### [AUFGABEN]
(a) Welche beiden Personen werden im Text zur Bauerngartenkultur als Vorsitzende des Vereins Bauerngarten- und Wildkräuterland Baden genannt?
(b) Übertragen Sie aus dem Text zur Bauerngartenkultur den Abschnitt wortgetreu, der mit den Worten „Gemüse und eine“ beginnt und mit „Landespflege schreiben wollte.“ endet.
(c) Erläutern Sie anhand des Textes zur Bauerngartenkultur, weshalb das Themenfeld Agrobiodiversität für die Abschlussarbeit bereits feststand.

### [BEREITGESTELLTER TEXT]

—————

Gemüse und eine Vielzahl an Blumen stehen in den meisten Bauerngärten dicht an dicht nebeneinander.
Als ich im dritten Fachsemester des Masters „Forstwissenschaften” begann, mich mit meiner anstehenden Abschlussarbeit zu befassen, war schnell klar, dass ich meine Arbeit im Bereich meiner Profillinie „Landnutzung und Naturschutz” in der Landespflege schreiben wollte.
BBZ hilft bei derThemenfindung
Das Themenfeld Agrobiodiversität stand, inspiriert durch ein zuvor absolviertes Praktikum im Samengarten in Eichstetten am Kaiserstuhl und in Absprache mit Prof. Werner Konold (Professur für Landespflege, Freiburg)  schon  fest. Den entscheidenden Anstoß für meine Masterarbeit gab schließlich ein Gespräch der BBZ-Redakteurin Sabine Köllner vom Badischen Landwirtschafts-Verlag  mit Professor Werner Konold zum Thema Bauerngärten, aus dem sich dann eine konkrete Fragestellung mit Praxisbezug  zu hiesigen Bauerngärtnerinnen herauskristallisierte: Es sollte um die regionale Bauerngartenkultur gehen. Die eigentliche Fragestellung der Masterarbeit – worum sollte es im Einzelnen gehen, was soll untersucht werden – all das ergab sich erst in den Gesprächen mit den beiden Vorsitzenden des Vereins Bauerngarten- und Wildkräuterland Baden, Walburga Schillinger und Eva-Maria Schüle, als wichtigste Ansprechpartnerinnen und „Türöffner”. Und so enstand meine Arbeit, sozusagen als „wissenschaftlicher Unterbau”, in enger  Verbindung zu der von ihnen geplanten Bauerngartenroute, die in diesem Jahr noch eröffnet wird. Die Aufgabe  war eine  Art Bestandsaufnahme der Bauerngartenkultur im Untersuchungsraum Südbaden.
Quo vadis - wohin geht es mit dem Bauerngarten?

—————

### [BEREITGESTELLTE EINTRÄGE]
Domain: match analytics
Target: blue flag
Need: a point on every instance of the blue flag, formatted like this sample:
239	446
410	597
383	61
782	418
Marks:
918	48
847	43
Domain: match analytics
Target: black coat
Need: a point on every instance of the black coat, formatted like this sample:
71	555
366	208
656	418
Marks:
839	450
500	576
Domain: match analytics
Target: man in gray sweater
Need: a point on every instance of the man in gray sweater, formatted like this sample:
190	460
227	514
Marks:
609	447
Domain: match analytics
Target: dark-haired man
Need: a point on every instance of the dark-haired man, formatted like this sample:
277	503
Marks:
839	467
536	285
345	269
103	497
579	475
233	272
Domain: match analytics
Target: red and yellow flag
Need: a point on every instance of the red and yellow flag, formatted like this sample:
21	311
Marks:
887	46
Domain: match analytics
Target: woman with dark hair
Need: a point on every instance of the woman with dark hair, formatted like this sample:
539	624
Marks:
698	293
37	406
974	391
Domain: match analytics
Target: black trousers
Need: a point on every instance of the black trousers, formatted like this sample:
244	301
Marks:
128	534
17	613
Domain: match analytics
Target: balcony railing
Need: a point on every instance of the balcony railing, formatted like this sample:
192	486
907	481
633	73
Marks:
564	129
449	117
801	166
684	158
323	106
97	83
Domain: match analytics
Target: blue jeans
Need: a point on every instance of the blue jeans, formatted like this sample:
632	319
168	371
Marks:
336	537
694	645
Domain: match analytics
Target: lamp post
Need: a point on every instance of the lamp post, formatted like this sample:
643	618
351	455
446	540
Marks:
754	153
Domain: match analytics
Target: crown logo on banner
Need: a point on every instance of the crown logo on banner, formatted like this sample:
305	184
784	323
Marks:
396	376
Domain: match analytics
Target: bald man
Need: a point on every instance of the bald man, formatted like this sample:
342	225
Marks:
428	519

—————

### [LÖSUNGEN]
(a) Walburga Schillinger und Eva-Maria Schüle.

(b)
Gemüse und eine Vielzahl an Blumen stehen in den meisten Bauerngärten dicht an dicht nebeneinander.
Als ich im dritten Fachsemester des Masters „Forstwissenschaften” begann, mich mit meiner anstehenden Abschlussarbeit zu befassen, war schnell klar, dass ich meine Arbeit im Bereich meiner Profillinie „Landnutzung und Naturschutz” in der Landespflege schreiben wollte.

(c) Das Themenfeld war durch ein zuvor absolviertes Praktikum im Samengarten in Eichstetten am Kaiserstuhl inspiriert. Außerdem war es mit Prof. Werner Konold (Professur für Landespflege, Freiburg) abgesprochen.